(Stored items)
+ + + + +

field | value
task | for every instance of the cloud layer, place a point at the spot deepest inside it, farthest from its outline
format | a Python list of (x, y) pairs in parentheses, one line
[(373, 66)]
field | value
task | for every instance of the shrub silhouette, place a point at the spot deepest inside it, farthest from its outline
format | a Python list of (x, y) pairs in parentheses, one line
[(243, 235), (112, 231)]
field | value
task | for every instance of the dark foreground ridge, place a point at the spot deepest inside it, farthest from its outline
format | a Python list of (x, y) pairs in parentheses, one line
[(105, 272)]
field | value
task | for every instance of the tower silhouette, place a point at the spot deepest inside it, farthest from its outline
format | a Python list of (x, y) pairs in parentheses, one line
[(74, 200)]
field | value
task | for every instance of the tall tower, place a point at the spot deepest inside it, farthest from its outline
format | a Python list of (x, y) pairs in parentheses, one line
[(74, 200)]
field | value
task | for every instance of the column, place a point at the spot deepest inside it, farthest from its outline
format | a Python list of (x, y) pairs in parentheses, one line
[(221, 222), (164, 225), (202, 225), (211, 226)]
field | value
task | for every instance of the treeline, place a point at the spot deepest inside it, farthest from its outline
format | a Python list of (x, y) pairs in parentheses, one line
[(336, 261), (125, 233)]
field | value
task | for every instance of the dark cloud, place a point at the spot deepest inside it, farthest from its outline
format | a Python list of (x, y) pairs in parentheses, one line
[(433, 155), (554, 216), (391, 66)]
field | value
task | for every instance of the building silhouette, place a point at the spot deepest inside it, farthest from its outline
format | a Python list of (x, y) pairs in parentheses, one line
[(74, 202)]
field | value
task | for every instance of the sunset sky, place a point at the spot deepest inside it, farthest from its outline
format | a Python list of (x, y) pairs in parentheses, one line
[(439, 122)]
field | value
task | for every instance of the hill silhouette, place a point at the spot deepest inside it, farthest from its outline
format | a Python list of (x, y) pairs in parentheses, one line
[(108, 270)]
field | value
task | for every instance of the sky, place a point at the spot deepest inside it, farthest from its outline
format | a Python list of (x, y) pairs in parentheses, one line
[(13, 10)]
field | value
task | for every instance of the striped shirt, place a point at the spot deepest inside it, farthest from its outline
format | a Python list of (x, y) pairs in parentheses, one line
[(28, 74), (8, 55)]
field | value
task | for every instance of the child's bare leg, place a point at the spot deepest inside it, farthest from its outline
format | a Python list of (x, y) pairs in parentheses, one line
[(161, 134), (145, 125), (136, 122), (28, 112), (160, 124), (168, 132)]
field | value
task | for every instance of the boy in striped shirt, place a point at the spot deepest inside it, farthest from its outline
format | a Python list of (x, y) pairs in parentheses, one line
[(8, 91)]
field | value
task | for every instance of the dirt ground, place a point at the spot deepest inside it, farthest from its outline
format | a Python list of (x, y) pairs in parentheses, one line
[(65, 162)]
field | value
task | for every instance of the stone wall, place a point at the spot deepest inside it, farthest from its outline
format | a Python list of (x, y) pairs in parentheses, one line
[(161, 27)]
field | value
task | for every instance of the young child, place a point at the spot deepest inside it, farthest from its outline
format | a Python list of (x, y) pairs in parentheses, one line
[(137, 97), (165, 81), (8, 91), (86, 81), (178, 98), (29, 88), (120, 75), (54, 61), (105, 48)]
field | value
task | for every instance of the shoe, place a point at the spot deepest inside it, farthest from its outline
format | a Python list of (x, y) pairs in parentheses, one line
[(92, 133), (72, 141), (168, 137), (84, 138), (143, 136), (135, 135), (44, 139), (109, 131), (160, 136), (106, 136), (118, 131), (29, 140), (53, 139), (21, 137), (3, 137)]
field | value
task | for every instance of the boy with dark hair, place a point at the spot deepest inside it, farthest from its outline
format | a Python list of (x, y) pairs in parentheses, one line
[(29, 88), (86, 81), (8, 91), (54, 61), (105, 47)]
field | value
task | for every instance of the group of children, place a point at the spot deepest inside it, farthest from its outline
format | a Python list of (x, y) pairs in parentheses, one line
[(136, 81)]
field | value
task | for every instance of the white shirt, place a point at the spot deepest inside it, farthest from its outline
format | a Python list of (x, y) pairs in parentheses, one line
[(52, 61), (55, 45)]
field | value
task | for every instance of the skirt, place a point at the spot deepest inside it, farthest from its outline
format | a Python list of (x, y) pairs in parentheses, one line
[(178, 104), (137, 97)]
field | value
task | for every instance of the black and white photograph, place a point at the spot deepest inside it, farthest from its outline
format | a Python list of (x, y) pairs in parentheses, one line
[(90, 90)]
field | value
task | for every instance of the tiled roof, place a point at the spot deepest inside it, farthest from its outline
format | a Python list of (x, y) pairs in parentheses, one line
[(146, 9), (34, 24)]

+ + + + +

▶ **What you will do**:
Repeat back the data above, exact to the last character.

▶ **Answer to the exercise**:
field | value
task | for every instance of the cloud layer, place a point at the spot deepest inside it, farthest from its outline
format | a Python list of (x, y) pairs in parentheses, one line
[(373, 66)]
field | value
task | for every instance of the shrub silhouette, place a point at the spot deepest inside it, farthest from its outline
format | a Python list of (x, y) pairs in parentheses, one line
[(243, 235), (112, 231)]
field | value
task | for every instance of the dark foreground ridge, place a point at the spot deepest inside it, farthest from its outline
format | a Python list of (x, y) pairs in parentheses, one line
[(105, 272)]
field | value
task | for every instance of the tower silhouette, place a point at the spot deepest inside it, farthest from its outline
format | a Python list of (x, y) pairs in parentheses, one line
[(74, 200)]
field | value
task | for every instance of the tall tower, place a point at the spot deepest inside it, farthest from its outline
format | a Python list of (x, y) pairs in parentheses, one line
[(74, 200)]
field | value
task | for every instance of the column, place a point at the spot deepest inside it, farthest from its outline
format | a Python list of (x, y) pairs in parentheses, one line
[(221, 222), (164, 225), (202, 225), (211, 226)]
field | value
task | for every instance of the treeline, place a point at the spot deepest inside it, farthest from its outline
format | a Python list of (x, y) pairs in parentheses, one line
[(336, 261), (125, 233)]
field | value
task | for every instance of the dark cloud, place a point at the spot deepest inside it, farthest from its outline
format | a Python list of (x, y) pairs in parentheses, one line
[(433, 155), (554, 216), (391, 66)]
field | value
task | for every instance of the building silhouette, place a point at the spot deepest inside it, farthest from its outline
format | a Python list of (x, y) pairs in parentheses, one line
[(74, 202)]
field | value
task | for every instance of the sunset sky, place a point at the spot deepest inside it, farthest from its outline
format | a Python list of (x, y) pairs in parentheses, one line
[(439, 122)]
field | value
task | for every instance of the hill silhouette, place a point at the spot deepest inside it, farthest from its outline
format | a Python list of (x, y) pairs in parentheses, one line
[(108, 270)]
field | value
task | for every instance of the sky, place a point at the spot deepest inside it, farthest from its outline
format | a Python list of (x, y) pairs in parentheses, one line
[(13, 10)]
field | value
task | for every instance of the striped shirt, place a point at the spot deepest inside it, farthest from its outline
format | a Python list of (x, y) pairs in parentheses, one line
[(28, 74), (8, 55)]
field | value
task | for every instance of the child's bare leg, place a point at the spot deepest inside it, farthest from its outline
format | a Python list of (x, y) pairs in parentheses, one line
[(161, 134), (145, 125), (136, 122), (28, 112), (160, 124), (168, 132)]
field | value
task | for every instance of the boy in striped shirt, place a point at the spot deepest inside it, farthest from its outline
format | a Python list of (x, y) pairs in parentheses, one line
[(8, 91)]
field | value
task | for every instance of the dirt ground, place a point at the spot deepest inside it, farthest from its outline
format | a Python list of (x, y) pairs in parentheses, one line
[(65, 162)]
field | value
task | for every instance of the stone wall, place a point at the spot deepest inside it, farthest from its outline
format | a Python list of (x, y) pairs in parentheses, one line
[(161, 27)]
field | value
task | for every instance of the young child, place a point at the spot deepest inside it, farthest from its outline
format | a Python list of (x, y) pairs in parentheses, one line
[(137, 97), (165, 81), (8, 91), (86, 81), (178, 98), (29, 88), (120, 75), (54, 61), (105, 48)]
field | value
task | for every instance of the shoe, place a point at the spot deepest inside it, farthest from its outline
format | a Python list of (x, y) pairs in parentheses, one line
[(92, 133), (72, 141), (168, 137), (84, 138), (143, 136), (135, 135), (44, 139), (109, 131), (160, 136), (106, 136), (118, 131), (29, 140), (53, 139), (21, 137), (3, 137)]
field | value
task | for every instance of the boy with dark hair, place a point at the spot deepest inside it, farthest from its outline
format | a Python list of (x, y) pairs in parentheses, one line
[(29, 88), (86, 81), (8, 91), (54, 61), (105, 47)]
field | value
task | for every instance of the group of children, place a point at the spot deepest inside it, farthest from its outline
format | a Python list of (x, y) pairs in parentheses, one line
[(136, 81)]
field | value
task | for every instance of the white shirt, place a point at the spot deepest inside it, farthest from its outline
format | a Python list of (x, y) pairs in parentheses, one line
[(52, 61), (55, 45)]
field | value
task | for every instance of the skirt, place a point at the spot deepest inside it, farthest from its outline
format | a Python list of (x, y) pairs in parentheses, one line
[(178, 104), (137, 97)]
field | value
task | for every instance of the black and white photograph, place a point at the spot deepest inside it, farthest from its outline
format | a Python list of (x, y) pairs in parentheses, one line
[(90, 90)]
field | value
task | for every instance of the tiled roof, place a point at the spot deepest inside it, farthest from its outline
format | a Python list of (x, y) pairs in parentheses, one line
[(146, 9), (34, 24)]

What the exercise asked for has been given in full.